## Exercise objective
Copy all of the material below exactly.

··· Given data

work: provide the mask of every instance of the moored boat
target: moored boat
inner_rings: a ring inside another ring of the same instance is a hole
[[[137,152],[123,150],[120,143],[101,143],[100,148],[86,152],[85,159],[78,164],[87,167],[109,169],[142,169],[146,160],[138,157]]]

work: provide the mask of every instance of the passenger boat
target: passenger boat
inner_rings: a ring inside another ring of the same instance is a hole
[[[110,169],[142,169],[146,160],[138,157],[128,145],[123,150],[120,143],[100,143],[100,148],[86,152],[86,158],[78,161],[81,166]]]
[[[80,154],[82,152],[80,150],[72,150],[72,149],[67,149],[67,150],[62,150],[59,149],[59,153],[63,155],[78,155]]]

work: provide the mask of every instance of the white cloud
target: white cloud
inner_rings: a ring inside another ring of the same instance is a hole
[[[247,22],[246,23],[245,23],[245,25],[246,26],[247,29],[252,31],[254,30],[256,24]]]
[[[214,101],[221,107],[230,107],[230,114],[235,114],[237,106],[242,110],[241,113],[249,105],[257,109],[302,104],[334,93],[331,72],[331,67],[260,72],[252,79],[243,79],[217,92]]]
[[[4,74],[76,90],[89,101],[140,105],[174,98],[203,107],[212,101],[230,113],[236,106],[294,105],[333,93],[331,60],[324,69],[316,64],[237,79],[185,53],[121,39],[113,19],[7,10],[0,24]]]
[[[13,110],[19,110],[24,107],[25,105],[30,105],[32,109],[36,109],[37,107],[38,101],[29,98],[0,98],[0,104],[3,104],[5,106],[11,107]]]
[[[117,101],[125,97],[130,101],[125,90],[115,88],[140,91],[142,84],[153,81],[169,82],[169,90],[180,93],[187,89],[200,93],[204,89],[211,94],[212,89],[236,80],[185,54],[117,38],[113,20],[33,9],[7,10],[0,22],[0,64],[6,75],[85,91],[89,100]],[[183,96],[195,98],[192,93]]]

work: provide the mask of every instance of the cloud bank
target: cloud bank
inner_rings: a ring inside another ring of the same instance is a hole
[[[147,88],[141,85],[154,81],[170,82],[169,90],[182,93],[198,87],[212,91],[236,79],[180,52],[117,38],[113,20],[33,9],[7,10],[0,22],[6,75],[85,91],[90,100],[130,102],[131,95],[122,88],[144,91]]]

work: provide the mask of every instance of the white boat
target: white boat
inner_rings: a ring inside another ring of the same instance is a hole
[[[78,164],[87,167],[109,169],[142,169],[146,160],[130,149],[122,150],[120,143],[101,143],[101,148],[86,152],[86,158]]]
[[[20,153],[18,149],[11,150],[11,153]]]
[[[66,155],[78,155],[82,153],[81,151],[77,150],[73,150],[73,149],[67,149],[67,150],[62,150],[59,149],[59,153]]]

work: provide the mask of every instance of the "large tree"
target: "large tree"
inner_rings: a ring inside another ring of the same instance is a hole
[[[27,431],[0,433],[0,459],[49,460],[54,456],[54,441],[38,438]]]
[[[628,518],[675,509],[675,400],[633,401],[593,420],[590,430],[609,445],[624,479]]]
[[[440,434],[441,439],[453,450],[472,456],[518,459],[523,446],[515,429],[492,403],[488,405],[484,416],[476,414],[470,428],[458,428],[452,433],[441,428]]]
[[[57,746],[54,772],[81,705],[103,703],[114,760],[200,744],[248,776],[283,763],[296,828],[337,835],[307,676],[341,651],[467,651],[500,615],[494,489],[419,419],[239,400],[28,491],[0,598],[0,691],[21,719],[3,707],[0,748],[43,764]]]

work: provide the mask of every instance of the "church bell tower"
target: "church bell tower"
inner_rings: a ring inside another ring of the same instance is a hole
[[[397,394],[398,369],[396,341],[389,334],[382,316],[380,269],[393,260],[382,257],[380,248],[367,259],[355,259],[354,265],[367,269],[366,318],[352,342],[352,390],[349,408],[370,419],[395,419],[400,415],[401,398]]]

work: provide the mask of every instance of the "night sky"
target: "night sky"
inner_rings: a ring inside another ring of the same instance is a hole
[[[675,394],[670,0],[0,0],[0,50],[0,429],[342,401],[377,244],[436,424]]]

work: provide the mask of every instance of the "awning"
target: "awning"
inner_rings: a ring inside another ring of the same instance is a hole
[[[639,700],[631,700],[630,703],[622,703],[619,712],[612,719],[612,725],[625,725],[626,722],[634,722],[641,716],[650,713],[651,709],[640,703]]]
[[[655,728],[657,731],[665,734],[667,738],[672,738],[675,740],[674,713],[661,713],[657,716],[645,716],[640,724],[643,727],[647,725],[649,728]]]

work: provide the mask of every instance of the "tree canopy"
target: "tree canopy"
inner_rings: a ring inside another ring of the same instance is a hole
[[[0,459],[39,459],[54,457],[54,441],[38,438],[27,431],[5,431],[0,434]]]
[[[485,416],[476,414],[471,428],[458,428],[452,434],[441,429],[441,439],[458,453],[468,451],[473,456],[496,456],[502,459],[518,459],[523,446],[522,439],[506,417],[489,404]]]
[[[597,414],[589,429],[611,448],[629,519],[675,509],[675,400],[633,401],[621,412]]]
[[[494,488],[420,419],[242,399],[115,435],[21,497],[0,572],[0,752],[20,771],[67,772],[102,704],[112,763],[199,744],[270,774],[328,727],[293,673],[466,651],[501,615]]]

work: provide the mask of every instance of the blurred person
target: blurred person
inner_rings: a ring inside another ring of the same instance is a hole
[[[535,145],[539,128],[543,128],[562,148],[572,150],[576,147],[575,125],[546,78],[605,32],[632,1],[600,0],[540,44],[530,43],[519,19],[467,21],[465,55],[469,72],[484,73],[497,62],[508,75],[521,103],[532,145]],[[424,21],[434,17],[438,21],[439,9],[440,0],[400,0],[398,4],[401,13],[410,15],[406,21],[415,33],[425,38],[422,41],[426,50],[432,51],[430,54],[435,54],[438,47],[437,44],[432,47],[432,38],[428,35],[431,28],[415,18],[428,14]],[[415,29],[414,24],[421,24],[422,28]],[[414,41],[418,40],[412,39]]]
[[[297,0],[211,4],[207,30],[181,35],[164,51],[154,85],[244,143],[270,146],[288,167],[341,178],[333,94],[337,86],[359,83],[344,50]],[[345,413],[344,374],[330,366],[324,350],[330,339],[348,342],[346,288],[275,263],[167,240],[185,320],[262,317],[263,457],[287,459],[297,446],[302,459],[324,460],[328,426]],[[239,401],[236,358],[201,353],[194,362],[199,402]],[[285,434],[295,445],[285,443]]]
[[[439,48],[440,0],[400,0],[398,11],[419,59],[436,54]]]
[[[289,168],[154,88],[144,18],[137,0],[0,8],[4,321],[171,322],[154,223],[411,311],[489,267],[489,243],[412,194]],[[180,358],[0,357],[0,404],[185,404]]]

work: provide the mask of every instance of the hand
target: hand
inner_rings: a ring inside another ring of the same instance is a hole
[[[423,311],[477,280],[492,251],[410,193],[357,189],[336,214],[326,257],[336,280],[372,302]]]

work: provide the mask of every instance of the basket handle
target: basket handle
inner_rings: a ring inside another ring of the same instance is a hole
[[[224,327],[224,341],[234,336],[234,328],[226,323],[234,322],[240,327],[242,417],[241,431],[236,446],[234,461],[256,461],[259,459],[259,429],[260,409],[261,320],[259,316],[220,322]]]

······

## Answer to this task
work: provide the mask of every instance of the moored boat
target: moored boat
inner_rings: a ring inside another ring of the same instance is a hole
[[[137,152],[123,150],[120,143],[101,143],[100,148],[86,152],[85,159],[78,164],[87,167],[109,169],[142,169],[146,160],[138,157]]]

work: provide the mask of every instance of the passenger boat
target: passenger boat
inner_rings: a ring inside another ring of the same instance is a hole
[[[110,169],[142,169],[146,160],[138,157],[128,145],[123,150],[120,143],[100,143],[100,148],[86,152],[86,158],[78,161],[81,166]]]
[[[80,154],[82,152],[80,150],[72,150],[72,149],[67,149],[67,150],[62,150],[59,149],[59,153],[63,155],[78,155]]]

work: provide the mask of every instance of the white cloud
target: white cloud
inner_rings: a ring inside another ring of the same instance is a hole
[[[247,22],[246,23],[245,23],[245,25],[246,26],[247,29],[252,31],[254,30],[256,24]]]
[[[214,101],[221,107],[230,107],[230,114],[235,114],[237,106],[242,110],[241,113],[249,105],[257,109],[302,104],[334,93],[331,72],[331,67],[260,72],[252,79],[243,79],[217,92]]]
[[[4,74],[76,90],[89,101],[140,105],[174,98],[203,107],[212,101],[230,113],[236,106],[294,105],[333,93],[331,60],[324,69],[316,64],[237,79],[185,53],[121,39],[113,19],[7,10],[0,24]]]
[[[13,110],[19,110],[24,107],[25,105],[30,105],[32,109],[36,109],[37,107],[38,101],[29,98],[0,98],[0,104],[3,104],[5,106],[11,107]]]
[[[117,101],[125,97],[130,101],[125,90],[115,88],[140,91],[142,84],[153,81],[169,82],[169,90],[180,93],[187,89],[200,93],[204,89],[211,94],[212,89],[236,80],[185,54],[117,38],[113,20],[33,9],[7,10],[0,22],[0,64],[6,75],[85,91],[89,100]],[[183,96],[195,98],[192,93]]]

work: provide the mask of every instance of the cloud bank
target: cloud bank
inner_rings: a ring inside another ring of the same instance is a hole
[[[147,88],[141,85],[154,81],[170,82],[169,90],[182,93],[198,87],[212,91],[236,79],[180,52],[117,38],[113,20],[33,9],[7,10],[0,22],[6,75],[85,91],[90,100],[130,102],[131,95],[122,88],[144,91]]]

work: provide the mask of every instance of the white boat
target: white boat
inner_rings: a ring inside another ring of the same instance is a hole
[[[78,164],[87,167],[109,169],[142,169],[146,160],[130,149],[122,150],[120,143],[101,143],[101,148],[86,152],[86,158]]]
[[[20,153],[18,149],[11,150],[11,153]]]
[[[66,155],[78,155],[82,153],[81,151],[77,150],[73,150],[73,149],[67,149],[67,150],[62,150],[59,149],[59,153]]]

work: provide the mask of every instance of the "large tree"
target: "large tree"
inner_rings: a ring inside another ring of the same instance is a hole
[[[27,431],[0,433],[0,459],[49,460],[54,456],[54,441],[38,438]]]
[[[628,518],[675,509],[675,400],[633,401],[593,420],[590,430],[609,445],[624,479]]]
[[[440,434],[441,439],[453,450],[472,456],[518,459],[523,446],[515,429],[492,403],[488,405],[484,416],[476,414],[470,428],[458,428],[452,433],[441,428]]]
[[[57,746],[54,772],[81,705],[103,703],[114,760],[200,744],[248,776],[283,763],[296,828],[337,835],[307,676],[341,651],[467,651],[500,615],[494,489],[419,419],[239,400],[28,491],[0,598],[0,691],[21,719],[3,707],[0,748],[43,764]]]

work: provide the mask of every instance of the "church bell tower"
target: "church bell tower"
inner_rings: a ring inside another ring of the same instance is a hole
[[[397,394],[398,369],[396,341],[389,334],[382,316],[380,269],[393,260],[382,257],[380,248],[367,259],[355,259],[354,265],[367,269],[366,318],[352,342],[352,390],[349,408],[370,419],[395,419],[400,415],[401,398]]]

work: provide the mask of every instance of the "night sky"
target: "night sky"
inner_rings: a ring inside another ring of the same instance is a hole
[[[675,394],[670,0],[0,0],[0,50],[0,429],[342,401],[377,244],[436,424]]]

work: provide the mask of every instance of the "awning"
target: "awning"
inner_rings: a ring inside another ring of the same instance is a hole
[[[639,700],[631,700],[630,703],[622,703],[619,712],[612,719],[612,725],[625,725],[626,722],[634,722],[641,716],[650,713],[651,709],[640,703]]]
[[[655,728],[657,731],[665,734],[667,738],[672,738],[675,740],[674,713],[661,713],[657,716],[645,716],[640,724],[643,727],[647,725],[649,728]]]

work: provide the mask of every instance of the "tree canopy"
target: "tree canopy"
inner_rings: a ring inside another ring of the same instance is a hole
[[[0,459],[39,459],[54,457],[54,441],[38,438],[27,431],[5,431],[0,434]]]
[[[485,416],[476,414],[471,428],[458,428],[452,434],[441,429],[441,439],[458,453],[468,451],[473,456],[496,456],[502,459],[518,459],[523,446],[522,439],[506,417],[489,404]]]
[[[597,414],[589,429],[611,448],[629,519],[675,509],[675,400],[633,401],[621,412]]]
[[[494,488],[420,419],[242,399],[115,435],[21,497],[0,572],[0,752],[20,771],[67,772],[102,704],[112,763],[199,744],[270,774],[328,727],[293,673],[466,651],[501,615]]]

work: provide the mask of every instance of the blurred person
target: blurred person
inner_rings: a ring inside another ring of the same instance is a hole
[[[535,145],[539,128],[543,128],[562,148],[572,150],[576,147],[575,125],[546,78],[605,32],[632,1],[600,0],[540,44],[530,43],[519,19],[467,21],[465,55],[469,72],[484,73],[497,62],[508,75],[521,103],[532,145]],[[424,21],[434,17],[438,21],[439,9],[440,0],[400,0],[398,4],[401,13],[410,15],[406,21],[415,33],[425,38],[422,41],[426,50],[432,51],[430,54],[435,54],[438,47],[437,44],[432,47],[432,38],[428,35],[431,28],[415,18],[428,14]],[[415,29],[414,24],[421,24],[422,28]],[[414,41],[418,40],[412,39]]]
[[[297,0],[211,4],[207,30],[181,35],[164,51],[154,85],[244,143],[270,146],[288,167],[341,178],[333,94],[337,86],[359,83],[344,50]],[[345,413],[344,374],[330,366],[324,350],[330,339],[348,342],[346,288],[275,263],[167,240],[185,320],[262,317],[263,457],[287,459],[297,446],[302,459],[324,460],[328,426]],[[239,401],[236,358],[201,353],[194,362],[199,402]],[[285,434],[295,445],[285,443]]]
[[[439,48],[440,0],[400,0],[398,11],[419,59],[436,54]]]
[[[289,168],[154,88],[144,18],[137,0],[0,8],[4,321],[171,322],[154,223],[411,311],[489,267],[489,243],[412,194]],[[180,358],[0,357],[0,404],[185,404]]]

work: provide the mask of every instance of the hand
target: hand
inner_rings: a ring inside another ring of the same instance is a hole
[[[423,311],[477,280],[492,251],[410,193],[357,189],[336,214],[326,257],[336,280],[372,302]]]

work: provide the mask of every instance of the basket handle
target: basket handle
inner_rings: a ring inside another ring of the same instance is a hole
[[[224,327],[224,341],[234,336],[234,328],[226,323],[234,322],[240,327],[242,417],[241,431],[236,446],[234,461],[256,461],[259,459],[259,429],[260,409],[261,320],[259,316],[220,322]]]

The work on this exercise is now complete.